→ **Short task**
Output every entry exactly as written, but omit the pictures.

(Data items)
## begin
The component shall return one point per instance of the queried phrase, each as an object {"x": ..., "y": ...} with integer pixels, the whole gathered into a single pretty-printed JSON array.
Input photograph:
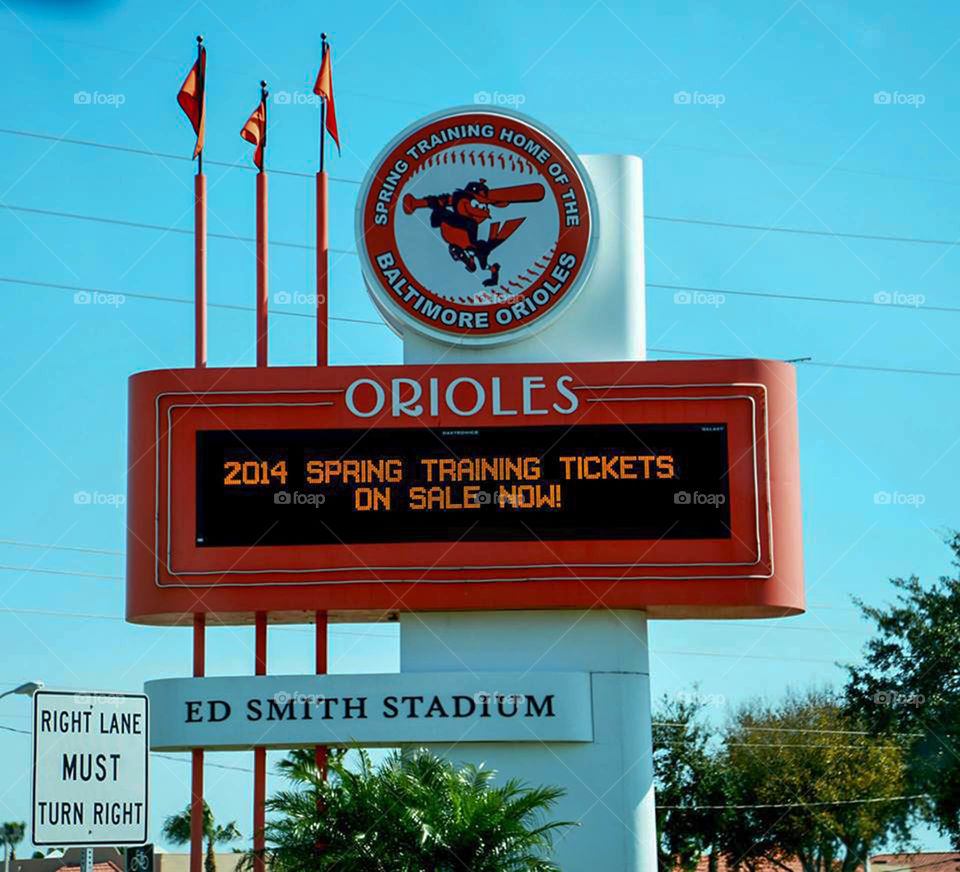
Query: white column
[{"x": 609, "y": 782}]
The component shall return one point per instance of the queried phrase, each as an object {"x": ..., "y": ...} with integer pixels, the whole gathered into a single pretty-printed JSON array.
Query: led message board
[
  {"x": 260, "y": 488},
  {"x": 668, "y": 486}
]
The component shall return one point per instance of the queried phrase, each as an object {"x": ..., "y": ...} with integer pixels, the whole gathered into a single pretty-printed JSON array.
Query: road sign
[
  {"x": 140, "y": 859},
  {"x": 90, "y": 768}
]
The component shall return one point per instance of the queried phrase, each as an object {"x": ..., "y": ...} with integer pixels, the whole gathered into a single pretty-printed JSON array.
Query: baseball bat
[{"x": 529, "y": 193}]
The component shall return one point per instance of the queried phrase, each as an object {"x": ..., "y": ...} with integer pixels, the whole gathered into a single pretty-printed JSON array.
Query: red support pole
[
  {"x": 200, "y": 269},
  {"x": 196, "y": 784},
  {"x": 262, "y": 283},
  {"x": 259, "y": 754},
  {"x": 323, "y": 293}
]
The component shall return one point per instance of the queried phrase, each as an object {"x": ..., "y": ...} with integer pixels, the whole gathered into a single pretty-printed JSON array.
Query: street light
[{"x": 28, "y": 688}]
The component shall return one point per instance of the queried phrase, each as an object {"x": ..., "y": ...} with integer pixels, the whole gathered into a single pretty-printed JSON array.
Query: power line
[
  {"x": 911, "y": 796},
  {"x": 165, "y": 229},
  {"x": 700, "y": 354},
  {"x": 162, "y": 299},
  {"x": 666, "y": 218},
  {"x": 167, "y": 156},
  {"x": 7, "y": 568},
  {"x": 81, "y": 548}
]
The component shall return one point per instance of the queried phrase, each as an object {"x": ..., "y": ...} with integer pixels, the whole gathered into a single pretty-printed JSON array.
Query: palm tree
[
  {"x": 176, "y": 829},
  {"x": 415, "y": 812},
  {"x": 12, "y": 833}
]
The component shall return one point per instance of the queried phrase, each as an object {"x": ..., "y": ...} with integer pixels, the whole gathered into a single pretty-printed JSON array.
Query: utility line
[
  {"x": 700, "y": 354},
  {"x": 911, "y": 796}
]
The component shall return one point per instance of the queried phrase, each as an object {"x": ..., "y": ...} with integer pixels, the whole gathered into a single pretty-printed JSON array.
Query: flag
[
  {"x": 255, "y": 132},
  {"x": 192, "y": 97},
  {"x": 324, "y": 88}
]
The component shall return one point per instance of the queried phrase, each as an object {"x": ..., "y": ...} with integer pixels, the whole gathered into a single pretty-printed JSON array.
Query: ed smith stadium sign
[{"x": 476, "y": 226}]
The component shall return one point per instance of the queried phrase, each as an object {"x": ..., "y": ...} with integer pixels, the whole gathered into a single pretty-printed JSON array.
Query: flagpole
[
  {"x": 262, "y": 286},
  {"x": 200, "y": 251},
  {"x": 322, "y": 242}
]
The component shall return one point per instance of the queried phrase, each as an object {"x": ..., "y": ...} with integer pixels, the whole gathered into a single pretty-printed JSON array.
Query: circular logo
[{"x": 475, "y": 227}]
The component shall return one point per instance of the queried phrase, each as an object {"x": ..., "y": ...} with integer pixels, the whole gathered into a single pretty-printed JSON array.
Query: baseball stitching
[{"x": 479, "y": 159}]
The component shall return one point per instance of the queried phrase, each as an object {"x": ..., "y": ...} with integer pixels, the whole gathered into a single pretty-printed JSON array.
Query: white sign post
[{"x": 90, "y": 768}]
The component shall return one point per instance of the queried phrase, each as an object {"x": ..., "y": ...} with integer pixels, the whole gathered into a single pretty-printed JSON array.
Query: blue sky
[{"x": 788, "y": 125}]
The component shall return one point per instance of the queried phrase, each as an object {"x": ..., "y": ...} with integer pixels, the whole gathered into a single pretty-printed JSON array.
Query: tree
[
  {"x": 806, "y": 780},
  {"x": 909, "y": 682},
  {"x": 12, "y": 833},
  {"x": 415, "y": 812},
  {"x": 688, "y": 780},
  {"x": 176, "y": 829}
]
## end
→ **Worked answer**
The component shall return one point per instance of the queried phrase, each as an object {"x": ..., "y": ...} with integer pixels, the whole gathered into a single pretty-printed JSON array.
Input photograph:
Query: white column
[{"x": 609, "y": 782}]
The component shall return one point per instance of the queried phrase, each as an object {"x": ..., "y": ...} with integer pixels, the whole gathered into a single pretty-printed JSON array.
Query: led message board
[
  {"x": 260, "y": 488},
  {"x": 668, "y": 486}
]
The component shall return one point per instance of the queried phrase, each as an object {"x": ..., "y": ...} with integer pixels, the whole gathered into a single pretty-printed JSON array.
Query: road sign
[
  {"x": 140, "y": 859},
  {"x": 90, "y": 768}
]
The component shall return one point per instance of the queried phrase, each as an object {"x": ..., "y": ...} with integer pixels, the whole gathered into a single pretty-printed JSON array.
Query: baseball bat
[{"x": 529, "y": 193}]
The component shall return one point per instance of the queried phrase, each as an object {"x": ..., "y": ...} with integer pixels, the whole gathered into a single pretty-printed JSON array.
Query: red support pole
[
  {"x": 200, "y": 269},
  {"x": 196, "y": 784},
  {"x": 262, "y": 283},
  {"x": 259, "y": 754},
  {"x": 323, "y": 293}
]
The component shall return one point per instance of the queried phrase, each as an object {"x": ..., "y": ...} with integer pixels, the whole gathered into a single pretty-printed JSON array.
Query: street light
[{"x": 28, "y": 688}]
The component shall return one point per instance of the queried phrase, each as an object {"x": ..., "y": ...} with integer pixels, the whole gathered into a single pretty-printed JSON array.
Query: power line
[
  {"x": 911, "y": 796},
  {"x": 165, "y": 229},
  {"x": 700, "y": 354},
  {"x": 162, "y": 299},
  {"x": 666, "y": 218},
  {"x": 167, "y": 156},
  {"x": 7, "y": 568},
  {"x": 81, "y": 548}
]
The component shall return one point per instance of the queried phrase, each as an object {"x": ..., "y": ...} with integer pixels, the whole gathered into a single pretty-printed JSON array.
Query: palm tree
[
  {"x": 176, "y": 829},
  {"x": 415, "y": 812},
  {"x": 12, "y": 833}
]
The component shall return one point per instance of the queried phrase, each as an object {"x": ..., "y": ...} with integer pixels, the whole gathered into a single pretty-printed JSON array.
Query: utility line
[
  {"x": 700, "y": 354},
  {"x": 911, "y": 796}
]
The component shall return one point per instance of the queried phrase, each as an object {"x": ..., "y": ...} with integer pixels, the whole gathered into a single pretty-printed JSON array.
Query: flag
[
  {"x": 255, "y": 132},
  {"x": 192, "y": 97},
  {"x": 324, "y": 88}
]
The component shall return one point per instance of the queried phrase, each as an object {"x": ..., "y": ...} with integer pixels, the whole gathered into a single pretty-printed JSON array.
Query: ed smith stadium sign
[{"x": 476, "y": 226}]
The component shall return one point per instance of the queried phrase, each as an object {"x": ..., "y": ...} with integer pixels, the whole gathered into a single pretty-printed JSON array.
Query: flagpole
[
  {"x": 262, "y": 286},
  {"x": 200, "y": 251},
  {"x": 322, "y": 242}
]
The component shall return one point per instance of the queried phrase, each as an object {"x": ..., "y": ...} with integer pixels, the whole gathered into a single pretty-printed JSON array.
Query: circular logo
[{"x": 475, "y": 227}]
The component shall return one point per instance of the queried phrase, each as an object {"x": ..., "y": ...} with integer pixels, the whole gathered into a single pretty-printed JSON array.
Query: baseball stitching
[{"x": 479, "y": 159}]
The component shall return one point per instance of the queried phrase, each as an object {"x": ..., "y": ...} with integer pixels, the whole gathered into a single pretty-printed JSON array.
Query: white sign post
[{"x": 90, "y": 768}]
The component shall return one point per instance of the queried phrase, each as an object {"x": ..., "y": ...} with integer pixels, the whole gathered into a single pretty-printed JSON array.
Query: blue sky
[{"x": 788, "y": 125}]
The component shall return one point per instance of the queried phrase, each as an object {"x": ..., "y": ...} with integer pixels, the whole gathered into a single pretty-printed JSON array.
Query: tree
[
  {"x": 806, "y": 780},
  {"x": 909, "y": 682},
  {"x": 12, "y": 833},
  {"x": 415, "y": 812},
  {"x": 688, "y": 780},
  {"x": 176, "y": 829}
]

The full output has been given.